[Lines of data]
+++++
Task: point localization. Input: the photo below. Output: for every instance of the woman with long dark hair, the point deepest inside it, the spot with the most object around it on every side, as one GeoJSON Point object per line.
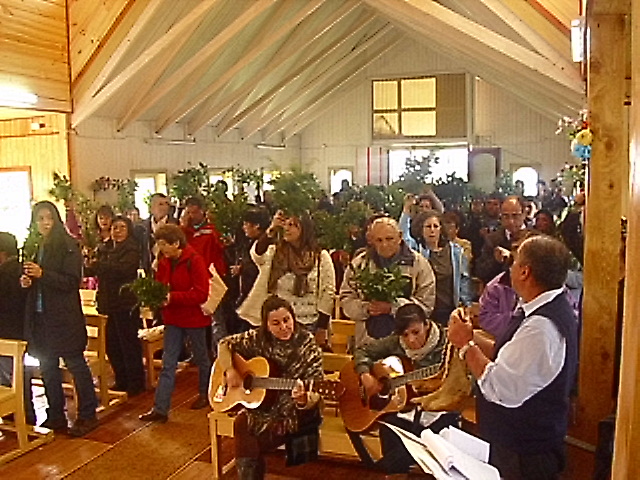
{"type": "Point", "coordinates": [295, 268]}
{"type": "Point", "coordinates": [449, 264]}
{"type": "Point", "coordinates": [294, 416]}
{"type": "Point", "coordinates": [55, 326]}
{"type": "Point", "coordinates": [116, 265]}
+++++
● THE TASK: Rewrite all of the data above with "long dark hair" changed to "short gray hair" and nothing else altered, and leave out the pictures.

● TASK SOLUTION:
Task: point localization. Input: the photo below. Output: for every instance of the woman with short gray hair, the point deepest inside it, the spot with the most object around it on every side, as one GeoJSON Point object per line.
{"type": "Point", "coordinates": [295, 268]}
{"type": "Point", "coordinates": [449, 264]}
{"type": "Point", "coordinates": [294, 416]}
{"type": "Point", "coordinates": [55, 326]}
{"type": "Point", "coordinates": [116, 265]}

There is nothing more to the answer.